Set problem —
Can you pull every line of the listing below out verbatim, leaving the pictures out of your copy?

Data shown —
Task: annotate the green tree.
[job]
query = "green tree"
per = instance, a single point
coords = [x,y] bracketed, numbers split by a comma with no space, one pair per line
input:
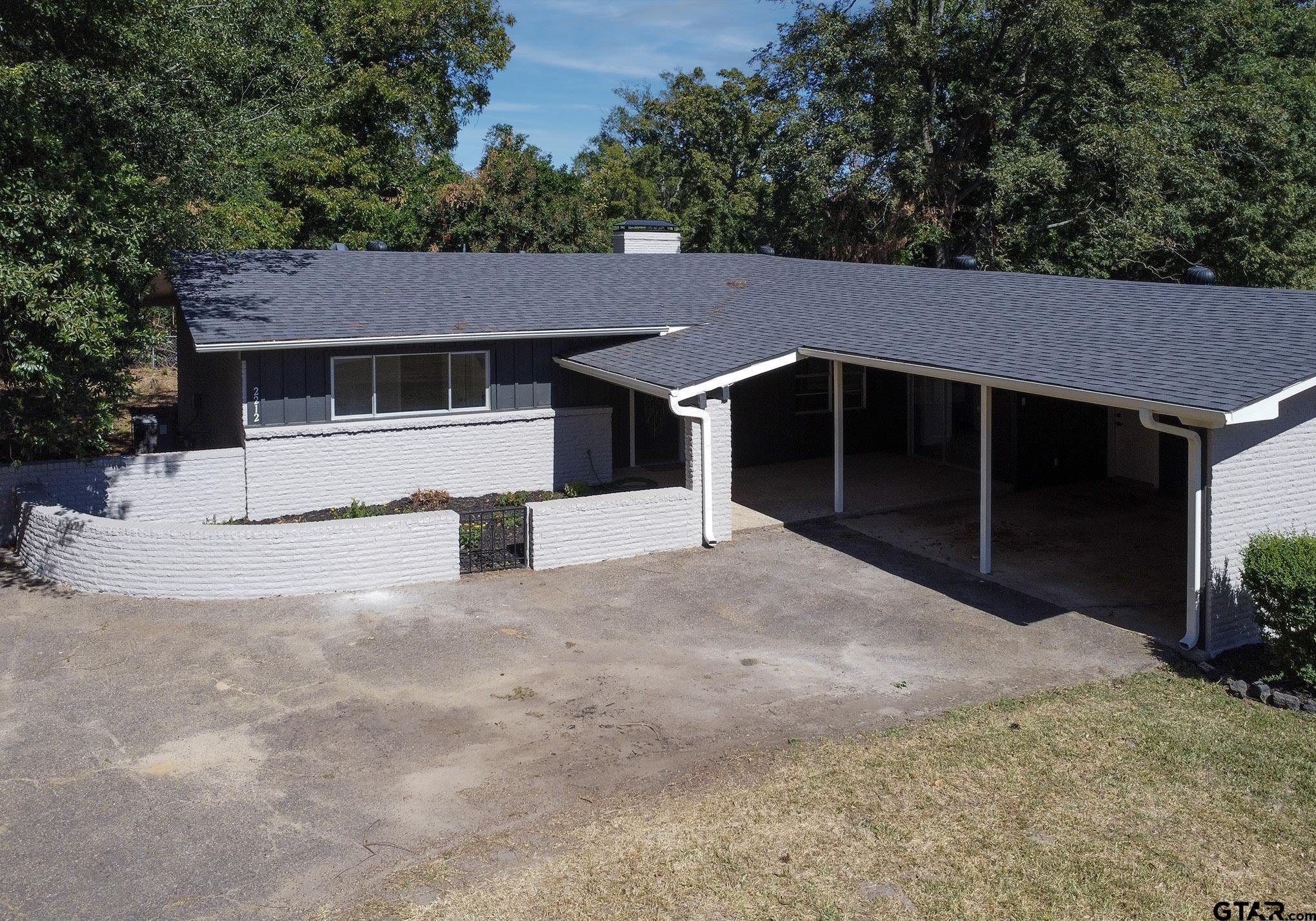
[517,201]
[130,126]
[1090,137]
[694,153]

Task answer —
Task: annotate the green tree.
[job]
query = "green tree"
per = instance, a single point
coords = [x,y] bracketed, numbers split by a comma with no space, one pair per line
input:
[517,201]
[130,126]
[1090,137]
[694,153]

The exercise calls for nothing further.